--- begin ---

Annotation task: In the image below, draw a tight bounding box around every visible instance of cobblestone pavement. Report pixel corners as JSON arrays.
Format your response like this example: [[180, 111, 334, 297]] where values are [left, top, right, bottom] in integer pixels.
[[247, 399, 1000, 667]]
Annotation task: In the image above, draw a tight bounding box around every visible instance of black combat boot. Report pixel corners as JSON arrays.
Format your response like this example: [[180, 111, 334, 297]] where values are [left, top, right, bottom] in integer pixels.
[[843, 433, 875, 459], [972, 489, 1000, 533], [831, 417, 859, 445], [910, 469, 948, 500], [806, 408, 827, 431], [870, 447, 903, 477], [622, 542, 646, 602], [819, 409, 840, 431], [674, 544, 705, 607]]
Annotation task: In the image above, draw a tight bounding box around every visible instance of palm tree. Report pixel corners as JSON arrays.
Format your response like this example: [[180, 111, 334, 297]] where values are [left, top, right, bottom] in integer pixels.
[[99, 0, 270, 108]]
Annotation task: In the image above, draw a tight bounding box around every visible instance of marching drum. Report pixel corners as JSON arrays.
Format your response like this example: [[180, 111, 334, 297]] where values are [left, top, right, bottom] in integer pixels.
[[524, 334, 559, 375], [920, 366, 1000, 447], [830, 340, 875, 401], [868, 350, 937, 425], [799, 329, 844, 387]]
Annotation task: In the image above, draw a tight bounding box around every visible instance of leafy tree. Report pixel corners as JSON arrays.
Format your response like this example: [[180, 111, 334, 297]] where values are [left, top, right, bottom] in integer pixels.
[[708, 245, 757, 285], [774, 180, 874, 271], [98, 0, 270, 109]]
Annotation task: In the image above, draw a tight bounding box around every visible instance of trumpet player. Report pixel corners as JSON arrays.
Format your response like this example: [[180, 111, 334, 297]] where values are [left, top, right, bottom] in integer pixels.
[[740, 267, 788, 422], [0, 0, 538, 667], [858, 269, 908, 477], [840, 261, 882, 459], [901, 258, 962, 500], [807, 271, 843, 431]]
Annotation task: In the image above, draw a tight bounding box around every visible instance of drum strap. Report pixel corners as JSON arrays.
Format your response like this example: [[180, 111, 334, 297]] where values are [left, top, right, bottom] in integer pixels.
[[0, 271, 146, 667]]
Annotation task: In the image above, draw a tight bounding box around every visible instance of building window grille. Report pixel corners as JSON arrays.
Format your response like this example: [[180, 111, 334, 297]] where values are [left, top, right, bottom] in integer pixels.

--- end ---

Please rewrite all of the material above, swapping "Annotation task" for "Labeling task" and leaving everything else unchanged.

* [Response to the exercise]
Labeling task: In the image below, draw a tight bounding box around every visible instance of cobblestone pavement. Report pixel corners as JSON arrays.
Format your response like this example: [[180, 111, 334, 297]] where values are [left, top, right, bottom] in integer pixels.
[[247, 399, 1000, 667]]
Labeling task: In the image above, draw a tight bounding box around every visible instance of black combat boot. Report pixel corners as JSON arrays.
Format your response like this example: [[180, 111, 334, 297]] where values are [left, top, right, bottom] in integer pixels.
[[843, 433, 875, 459], [972, 489, 1000, 533], [831, 417, 859, 445], [910, 469, 948, 500], [806, 408, 827, 431], [870, 447, 903, 477], [622, 542, 646, 602], [819, 409, 840, 431], [674, 544, 705, 607]]
Labeling task: In the image above, draw a tight bounding box around every visible instance of palm tree. Report pixel corners as JSON arrays.
Format your response like this example: [[180, 111, 334, 297]] where values are [left, top, right, bottom] in integer pixels.
[[99, 0, 270, 108]]
Labeling task: In the image above, draw a tight bounding box around every visible instance of marching drum. Report pixel corners as JSON arrays.
Format your response like this example: [[180, 111, 334, 297]] where values are [left, top, right, bottom] in integer pixels.
[[524, 334, 559, 375], [920, 366, 1000, 447], [830, 340, 875, 401], [868, 350, 937, 425], [799, 329, 844, 387]]
Labeling task: In the image above, draw a tight bounding box around every visible instance of leafy tree. Report pixel corners as JSON arrays.
Format your response like this example: [[180, 111, 334, 297]] where values are [left, top, right, bottom] in integer pixels.
[[708, 245, 757, 285], [774, 180, 874, 271], [98, 0, 270, 109]]
Labeling task: In the image above, draw a tight bounding box around every visible instance of trumpet player. Report pixel corners as JSON arrays.
Format your response like this example: [[180, 111, 334, 297]] where values are [left, top, right, bottom] in integer pixels.
[[740, 267, 788, 422], [0, 0, 538, 667], [858, 269, 908, 477], [840, 261, 882, 459], [901, 258, 962, 500], [807, 271, 843, 431]]
Labeling task: In the image above, draw a tight bounding box around every visible instance of drum strap. Report pixel corners as JSON arrays.
Format your response like this example: [[180, 111, 334, 297]] where values are [left, top, right, bottom] in integer pixels.
[[0, 271, 146, 667]]
Labeling task: In the image above, draw a tight bounding box around every visible instance of building window grille. Report pixel corners as JSON arrays.
Format your response like this example: [[180, 111, 334, 297]] where values are [left, top, right, bottom] in integer pixels.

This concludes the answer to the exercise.